# [RECORDS]
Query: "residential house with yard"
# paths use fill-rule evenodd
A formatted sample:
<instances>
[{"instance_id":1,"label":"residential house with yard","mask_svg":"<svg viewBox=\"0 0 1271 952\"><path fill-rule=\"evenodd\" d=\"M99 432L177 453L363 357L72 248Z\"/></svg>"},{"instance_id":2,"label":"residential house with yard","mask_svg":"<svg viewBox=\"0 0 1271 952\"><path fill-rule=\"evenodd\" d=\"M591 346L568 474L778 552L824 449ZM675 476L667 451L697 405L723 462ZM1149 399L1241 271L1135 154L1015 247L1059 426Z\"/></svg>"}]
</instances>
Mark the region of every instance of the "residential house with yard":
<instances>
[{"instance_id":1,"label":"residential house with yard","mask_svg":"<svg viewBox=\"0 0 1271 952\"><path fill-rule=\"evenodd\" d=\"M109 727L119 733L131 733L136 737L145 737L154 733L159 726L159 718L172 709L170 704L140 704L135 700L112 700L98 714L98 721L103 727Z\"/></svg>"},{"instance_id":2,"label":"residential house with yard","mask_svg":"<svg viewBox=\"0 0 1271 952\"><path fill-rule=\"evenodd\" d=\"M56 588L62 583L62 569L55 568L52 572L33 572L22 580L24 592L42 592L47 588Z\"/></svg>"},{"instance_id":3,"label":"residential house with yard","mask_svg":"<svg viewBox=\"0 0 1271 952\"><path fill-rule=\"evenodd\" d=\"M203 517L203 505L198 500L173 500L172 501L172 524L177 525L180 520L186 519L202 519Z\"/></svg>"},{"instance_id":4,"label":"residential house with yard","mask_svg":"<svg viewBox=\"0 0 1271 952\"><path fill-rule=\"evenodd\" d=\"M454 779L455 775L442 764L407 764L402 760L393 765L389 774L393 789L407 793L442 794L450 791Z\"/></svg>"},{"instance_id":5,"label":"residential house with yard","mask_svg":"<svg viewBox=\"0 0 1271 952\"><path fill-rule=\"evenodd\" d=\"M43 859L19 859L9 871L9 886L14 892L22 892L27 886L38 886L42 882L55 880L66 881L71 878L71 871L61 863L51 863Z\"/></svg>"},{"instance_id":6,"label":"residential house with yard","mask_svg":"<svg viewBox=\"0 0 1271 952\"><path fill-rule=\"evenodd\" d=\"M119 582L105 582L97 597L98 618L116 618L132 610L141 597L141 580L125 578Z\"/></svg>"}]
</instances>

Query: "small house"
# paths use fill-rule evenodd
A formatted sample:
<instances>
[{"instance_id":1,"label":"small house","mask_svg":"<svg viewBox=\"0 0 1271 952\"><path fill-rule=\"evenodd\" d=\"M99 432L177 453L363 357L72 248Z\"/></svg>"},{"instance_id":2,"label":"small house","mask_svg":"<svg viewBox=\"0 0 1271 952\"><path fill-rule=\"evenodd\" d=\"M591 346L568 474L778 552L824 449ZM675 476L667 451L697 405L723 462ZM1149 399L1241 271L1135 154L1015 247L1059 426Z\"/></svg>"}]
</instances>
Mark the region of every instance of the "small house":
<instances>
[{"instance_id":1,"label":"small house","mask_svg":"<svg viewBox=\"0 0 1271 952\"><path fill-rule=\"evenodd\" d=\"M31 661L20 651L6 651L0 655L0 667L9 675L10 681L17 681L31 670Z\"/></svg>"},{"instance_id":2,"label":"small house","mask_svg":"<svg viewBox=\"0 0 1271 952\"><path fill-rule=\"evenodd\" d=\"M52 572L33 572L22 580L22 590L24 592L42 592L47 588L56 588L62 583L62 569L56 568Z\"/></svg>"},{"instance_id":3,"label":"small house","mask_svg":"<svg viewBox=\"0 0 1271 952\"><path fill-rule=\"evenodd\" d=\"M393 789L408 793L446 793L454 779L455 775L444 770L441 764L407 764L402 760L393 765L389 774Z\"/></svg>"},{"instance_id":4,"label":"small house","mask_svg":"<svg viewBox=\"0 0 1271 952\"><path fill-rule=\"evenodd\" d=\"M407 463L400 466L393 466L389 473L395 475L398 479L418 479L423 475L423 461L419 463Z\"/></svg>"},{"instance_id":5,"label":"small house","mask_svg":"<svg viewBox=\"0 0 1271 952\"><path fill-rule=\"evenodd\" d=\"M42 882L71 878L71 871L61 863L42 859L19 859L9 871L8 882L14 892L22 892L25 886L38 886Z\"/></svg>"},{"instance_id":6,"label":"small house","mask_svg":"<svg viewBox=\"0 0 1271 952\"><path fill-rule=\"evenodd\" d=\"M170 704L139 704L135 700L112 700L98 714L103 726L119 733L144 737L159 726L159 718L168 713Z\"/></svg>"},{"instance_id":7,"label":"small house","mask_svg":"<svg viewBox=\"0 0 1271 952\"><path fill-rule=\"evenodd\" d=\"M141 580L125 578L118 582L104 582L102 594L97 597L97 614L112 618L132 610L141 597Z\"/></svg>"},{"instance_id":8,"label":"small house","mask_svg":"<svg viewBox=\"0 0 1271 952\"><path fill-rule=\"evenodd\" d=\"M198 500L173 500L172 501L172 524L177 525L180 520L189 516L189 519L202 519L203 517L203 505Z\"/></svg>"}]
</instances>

# [SET PROBLEM]
Write out all of the records once more, exactly.

# [PROBLEM SOLUTION]
Query: "residential house with yard"
# paths use fill-rule evenodd
A formatted sample:
<instances>
[{"instance_id":1,"label":"residential house with yard","mask_svg":"<svg viewBox=\"0 0 1271 952\"><path fill-rule=\"evenodd\" d=\"M99 432L177 453L363 357L72 248Z\"/></svg>"},{"instance_id":2,"label":"residential house with yard","mask_svg":"<svg viewBox=\"0 0 1271 952\"><path fill-rule=\"evenodd\" d=\"M591 346L568 474L778 552L824 449ZM675 476L667 451L697 405L723 462ZM1149 399L1241 271L1135 154L1015 247L1059 426Z\"/></svg>"}]
</instances>
Mark the region of every instance of the "residential house with yard":
<instances>
[{"instance_id":1,"label":"residential house with yard","mask_svg":"<svg viewBox=\"0 0 1271 952\"><path fill-rule=\"evenodd\" d=\"M109 727L119 733L131 733L136 737L145 737L154 733L159 726L159 718L172 709L170 704L140 704L135 700L112 700L98 714L98 721L103 727Z\"/></svg>"},{"instance_id":2,"label":"residential house with yard","mask_svg":"<svg viewBox=\"0 0 1271 952\"><path fill-rule=\"evenodd\" d=\"M56 588L62 583L62 569L55 568L52 572L33 572L22 580L24 592L42 592L47 588Z\"/></svg>"},{"instance_id":3,"label":"residential house with yard","mask_svg":"<svg viewBox=\"0 0 1271 952\"><path fill-rule=\"evenodd\" d=\"M203 517L203 505L198 500L173 500L172 501L172 524L177 525L180 520L186 519L202 519Z\"/></svg>"},{"instance_id":4,"label":"residential house with yard","mask_svg":"<svg viewBox=\"0 0 1271 952\"><path fill-rule=\"evenodd\" d=\"M454 779L455 775L442 764L407 764L402 760L393 765L389 774L393 789L407 793L442 794L450 791Z\"/></svg>"},{"instance_id":5,"label":"residential house with yard","mask_svg":"<svg viewBox=\"0 0 1271 952\"><path fill-rule=\"evenodd\" d=\"M43 859L19 859L9 871L9 886L14 892L22 892L27 886L38 886L42 882L55 880L66 881L71 878L71 871L61 863L51 863Z\"/></svg>"},{"instance_id":6,"label":"residential house with yard","mask_svg":"<svg viewBox=\"0 0 1271 952\"><path fill-rule=\"evenodd\" d=\"M119 582L105 582L97 597L98 618L116 618L132 610L141 597L141 580L125 578Z\"/></svg>"}]
</instances>

Query: "small house"
# paths use fill-rule evenodd
A formatted sample:
<instances>
[{"instance_id":1,"label":"small house","mask_svg":"<svg viewBox=\"0 0 1271 952\"><path fill-rule=\"evenodd\" d=\"M99 432L177 453L363 357L72 248Z\"/></svg>"},{"instance_id":2,"label":"small house","mask_svg":"<svg viewBox=\"0 0 1271 952\"><path fill-rule=\"evenodd\" d=\"M591 346L568 474L778 552L824 449ZM675 476L667 451L697 405L723 462ZM1149 399L1241 271L1135 154L1015 247L1059 426Z\"/></svg>"}]
</instances>
Mark the region of every instance of the "small house":
<instances>
[{"instance_id":1,"label":"small house","mask_svg":"<svg viewBox=\"0 0 1271 952\"><path fill-rule=\"evenodd\" d=\"M31 661L20 651L6 651L0 655L0 667L9 675L10 681L17 681L31 670Z\"/></svg>"},{"instance_id":2,"label":"small house","mask_svg":"<svg viewBox=\"0 0 1271 952\"><path fill-rule=\"evenodd\" d=\"M52 572L33 572L22 580L22 590L24 592L42 592L47 588L56 588L62 583L62 569L56 568Z\"/></svg>"},{"instance_id":3,"label":"small house","mask_svg":"<svg viewBox=\"0 0 1271 952\"><path fill-rule=\"evenodd\" d=\"M393 789L408 793L446 793L454 779L455 775L444 770L441 764L407 764L402 760L393 765L389 774Z\"/></svg>"},{"instance_id":4,"label":"small house","mask_svg":"<svg viewBox=\"0 0 1271 952\"><path fill-rule=\"evenodd\" d=\"M407 463L400 466L393 466L389 473L395 475L398 479L418 479L423 475L423 461L419 463Z\"/></svg>"},{"instance_id":5,"label":"small house","mask_svg":"<svg viewBox=\"0 0 1271 952\"><path fill-rule=\"evenodd\" d=\"M42 882L71 878L71 871L61 863L42 859L19 859L9 871L8 882L14 892L22 892L25 886L38 886Z\"/></svg>"},{"instance_id":6,"label":"small house","mask_svg":"<svg viewBox=\"0 0 1271 952\"><path fill-rule=\"evenodd\" d=\"M170 704L139 704L135 700L112 700L98 714L103 726L119 733L144 737L159 726L159 718L168 713Z\"/></svg>"},{"instance_id":7,"label":"small house","mask_svg":"<svg viewBox=\"0 0 1271 952\"><path fill-rule=\"evenodd\" d=\"M141 580L125 578L118 582L104 582L102 594L97 597L97 614L112 618L132 610L141 597Z\"/></svg>"},{"instance_id":8,"label":"small house","mask_svg":"<svg viewBox=\"0 0 1271 952\"><path fill-rule=\"evenodd\" d=\"M198 500L173 500L172 501L172 524L177 525L180 520L189 516L189 519L202 519L203 517L203 505Z\"/></svg>"}]
</instances>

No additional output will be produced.